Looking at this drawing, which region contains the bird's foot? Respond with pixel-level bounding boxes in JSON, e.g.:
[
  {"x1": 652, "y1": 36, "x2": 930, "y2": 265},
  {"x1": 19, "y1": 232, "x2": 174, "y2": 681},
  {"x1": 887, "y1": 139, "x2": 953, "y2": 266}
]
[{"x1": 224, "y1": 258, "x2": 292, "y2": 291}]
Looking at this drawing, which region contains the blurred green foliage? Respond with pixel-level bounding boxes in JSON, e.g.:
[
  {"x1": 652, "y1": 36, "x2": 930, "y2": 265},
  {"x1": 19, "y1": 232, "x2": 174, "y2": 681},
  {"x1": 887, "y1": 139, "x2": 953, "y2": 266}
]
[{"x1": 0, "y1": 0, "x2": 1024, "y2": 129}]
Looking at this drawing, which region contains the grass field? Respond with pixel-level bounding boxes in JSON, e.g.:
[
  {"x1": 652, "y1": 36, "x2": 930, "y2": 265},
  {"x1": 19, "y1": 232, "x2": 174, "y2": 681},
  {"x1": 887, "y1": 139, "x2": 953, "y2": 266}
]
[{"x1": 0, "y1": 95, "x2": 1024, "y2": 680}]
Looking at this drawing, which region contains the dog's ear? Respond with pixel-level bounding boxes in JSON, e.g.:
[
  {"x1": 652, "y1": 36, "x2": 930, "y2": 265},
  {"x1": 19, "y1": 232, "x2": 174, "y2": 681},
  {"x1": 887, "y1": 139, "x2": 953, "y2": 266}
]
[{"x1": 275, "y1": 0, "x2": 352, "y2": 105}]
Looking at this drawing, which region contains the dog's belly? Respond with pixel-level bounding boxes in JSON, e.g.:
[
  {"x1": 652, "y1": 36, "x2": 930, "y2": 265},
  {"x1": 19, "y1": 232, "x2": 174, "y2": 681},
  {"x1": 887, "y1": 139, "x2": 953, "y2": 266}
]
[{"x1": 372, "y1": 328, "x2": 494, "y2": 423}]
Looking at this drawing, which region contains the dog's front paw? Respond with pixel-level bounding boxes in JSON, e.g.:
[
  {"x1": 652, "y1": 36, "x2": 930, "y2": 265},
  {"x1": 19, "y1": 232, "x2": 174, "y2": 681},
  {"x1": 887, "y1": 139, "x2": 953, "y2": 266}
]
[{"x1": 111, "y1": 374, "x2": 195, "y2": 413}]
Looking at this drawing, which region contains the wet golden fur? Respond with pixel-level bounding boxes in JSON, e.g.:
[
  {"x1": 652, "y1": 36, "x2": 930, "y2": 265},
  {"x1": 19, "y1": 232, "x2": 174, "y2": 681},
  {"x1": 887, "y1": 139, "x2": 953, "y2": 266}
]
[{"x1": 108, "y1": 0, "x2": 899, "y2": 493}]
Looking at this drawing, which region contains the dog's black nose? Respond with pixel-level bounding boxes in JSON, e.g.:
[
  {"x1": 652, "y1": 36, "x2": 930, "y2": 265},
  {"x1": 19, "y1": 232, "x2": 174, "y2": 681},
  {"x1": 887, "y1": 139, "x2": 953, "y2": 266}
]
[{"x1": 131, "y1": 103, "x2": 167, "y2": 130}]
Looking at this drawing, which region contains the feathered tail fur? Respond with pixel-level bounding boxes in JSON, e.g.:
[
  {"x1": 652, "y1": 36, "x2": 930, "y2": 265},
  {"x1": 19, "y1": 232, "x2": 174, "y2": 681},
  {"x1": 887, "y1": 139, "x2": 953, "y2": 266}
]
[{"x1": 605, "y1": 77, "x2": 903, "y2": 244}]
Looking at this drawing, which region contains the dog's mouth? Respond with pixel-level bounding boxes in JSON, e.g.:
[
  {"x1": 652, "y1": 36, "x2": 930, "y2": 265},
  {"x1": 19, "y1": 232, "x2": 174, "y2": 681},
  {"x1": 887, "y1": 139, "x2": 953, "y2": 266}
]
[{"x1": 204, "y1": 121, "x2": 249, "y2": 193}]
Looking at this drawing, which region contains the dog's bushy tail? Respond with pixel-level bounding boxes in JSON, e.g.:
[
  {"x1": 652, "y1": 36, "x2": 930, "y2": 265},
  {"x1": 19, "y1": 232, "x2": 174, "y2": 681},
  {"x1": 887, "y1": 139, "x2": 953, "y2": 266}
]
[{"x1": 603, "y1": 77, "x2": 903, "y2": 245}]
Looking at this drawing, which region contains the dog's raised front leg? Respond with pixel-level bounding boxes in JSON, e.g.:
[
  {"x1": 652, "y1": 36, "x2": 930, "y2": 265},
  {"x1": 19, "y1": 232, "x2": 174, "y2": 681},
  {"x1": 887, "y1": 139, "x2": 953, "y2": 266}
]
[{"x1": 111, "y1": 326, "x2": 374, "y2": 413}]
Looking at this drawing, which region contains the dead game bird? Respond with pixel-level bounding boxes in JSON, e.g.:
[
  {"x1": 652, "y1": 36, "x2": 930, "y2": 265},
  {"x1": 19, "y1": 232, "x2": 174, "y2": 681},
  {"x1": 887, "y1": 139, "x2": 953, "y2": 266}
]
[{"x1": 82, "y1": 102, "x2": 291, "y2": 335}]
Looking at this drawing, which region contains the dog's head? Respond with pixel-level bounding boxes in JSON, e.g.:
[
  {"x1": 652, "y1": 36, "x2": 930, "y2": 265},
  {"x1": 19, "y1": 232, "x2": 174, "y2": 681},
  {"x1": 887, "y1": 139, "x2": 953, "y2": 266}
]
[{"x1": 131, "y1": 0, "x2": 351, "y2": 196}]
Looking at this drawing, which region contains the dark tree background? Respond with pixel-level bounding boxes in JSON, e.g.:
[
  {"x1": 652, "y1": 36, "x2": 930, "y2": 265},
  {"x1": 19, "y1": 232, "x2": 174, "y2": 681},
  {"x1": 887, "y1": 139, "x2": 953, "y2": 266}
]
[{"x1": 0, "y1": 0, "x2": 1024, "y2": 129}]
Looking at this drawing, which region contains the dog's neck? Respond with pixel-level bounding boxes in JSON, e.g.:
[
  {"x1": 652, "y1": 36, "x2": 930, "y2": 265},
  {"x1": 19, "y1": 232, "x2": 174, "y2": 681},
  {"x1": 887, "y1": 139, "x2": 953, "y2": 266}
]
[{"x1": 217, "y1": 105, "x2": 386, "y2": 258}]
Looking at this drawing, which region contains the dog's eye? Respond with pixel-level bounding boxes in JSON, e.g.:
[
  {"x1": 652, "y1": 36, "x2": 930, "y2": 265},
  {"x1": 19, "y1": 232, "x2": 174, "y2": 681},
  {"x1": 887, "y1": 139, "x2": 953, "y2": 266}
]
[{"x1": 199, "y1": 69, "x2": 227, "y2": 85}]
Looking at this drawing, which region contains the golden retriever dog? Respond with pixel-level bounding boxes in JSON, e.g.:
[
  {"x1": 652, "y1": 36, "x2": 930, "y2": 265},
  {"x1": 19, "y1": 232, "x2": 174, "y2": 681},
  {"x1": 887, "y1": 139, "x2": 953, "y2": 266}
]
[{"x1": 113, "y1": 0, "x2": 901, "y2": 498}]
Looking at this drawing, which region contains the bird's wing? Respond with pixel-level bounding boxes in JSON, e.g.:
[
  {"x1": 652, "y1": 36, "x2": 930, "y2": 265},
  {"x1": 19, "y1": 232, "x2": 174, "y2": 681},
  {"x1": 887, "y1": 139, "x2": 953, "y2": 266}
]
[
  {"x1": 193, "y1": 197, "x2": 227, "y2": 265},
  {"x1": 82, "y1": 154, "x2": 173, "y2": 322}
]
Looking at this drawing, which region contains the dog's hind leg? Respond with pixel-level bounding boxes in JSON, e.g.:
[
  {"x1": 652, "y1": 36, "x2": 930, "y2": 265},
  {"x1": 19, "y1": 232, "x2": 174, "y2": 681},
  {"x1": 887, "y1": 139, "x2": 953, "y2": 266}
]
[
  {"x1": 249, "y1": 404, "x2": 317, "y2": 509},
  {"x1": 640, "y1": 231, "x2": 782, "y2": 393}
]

§ **WHAT IS NEEDED**
Everything from the line that contains "Looking at this drawing, which region contains the dog's neck?" through the end of the records must be duplicated exactly, and nothing outside that range.

§ **SOLVED EXERCISE**
Looking at this drawing, which region contains the dog's neck? Respond with pixel-level bounding boxes in JSON, e.g.:
[
  {"x1": 652, "y1": 36, "x2": 930, "y2": 265},
  {"x1": 19, "y1": 232, "x2": 174, "y2": 681},
  {"x1": 887, "y1": 139, "x2": 953, "y2": 266}
]
[{"x1": 217, "y1": 105, "x2": 386, "y2": 258}]
Looking at this drawing, which region contains the dog's eye? Respond with pixel-level bounding boxes in JSON, e.g.:
[
  {"x1": 652, "y1": 36, "x2": 930, "y2": 265},
  {"x1": 19, "y1": 232, "x2": 174, "y2": 681},
  {"x1": 887, "y1": 139, "x2": 953, "y2": 266}
]
[{"x1": 199, "y1": 69, "x2": 227, "y2": 85}]
Looking at this drawing, which region contains the golden retriever dog? Respond with pixel-level bounding boxes in JSON, e.g.:
[
  {"x1": 652, "y1": 36, "x2": 930, "y2": 265},
  {"x1": 19, "y1": 232, "x2": 174, "y2": 681},
  {"x1": 887, "y1": 139, "x2": 953, "y2": 266}
]
[{"x1": 113, "y1": 0, "x2": 901, "y2": 498}]
Looking at this drawing, which region contains the bird's wing? Respond with pixel-level bounding boxes in JSON, e.g.:
[
  {"x1": 652, "y1": 36, "x2": 930, "y2": 265},
  {"x1": 19, "y1": 232, "x2": 174, "y2": 681},
  {"x1": 887, "y1": 139, "x2": 953, "y2": 266}
]
[
  {"x1": 193, "y1": 197, "x2": 227, "y2": 265},
  {"x1": 82, "y1": 154, "x2": 173, "y2": 322}
]
Looking at this drawing, which region contains the dog's hind leg? Respond with pixel-level bounding boxes in JSON, e.g.:
[
  {"x1": 652, "y1": 36, "x2": 930, "y2": 265},
  {"x1": 19, "y1": 232, "x2": 174, "y2": 681},
  {"x1": 887, "y1": 139, "x2": 953, "y2": 266}
]
[
  {"x1": 249, "y1": 404, "x2": 317, "y2": 509},
  {"x1": 640, "y1": 231, "x2": 782, "y2": 393}
]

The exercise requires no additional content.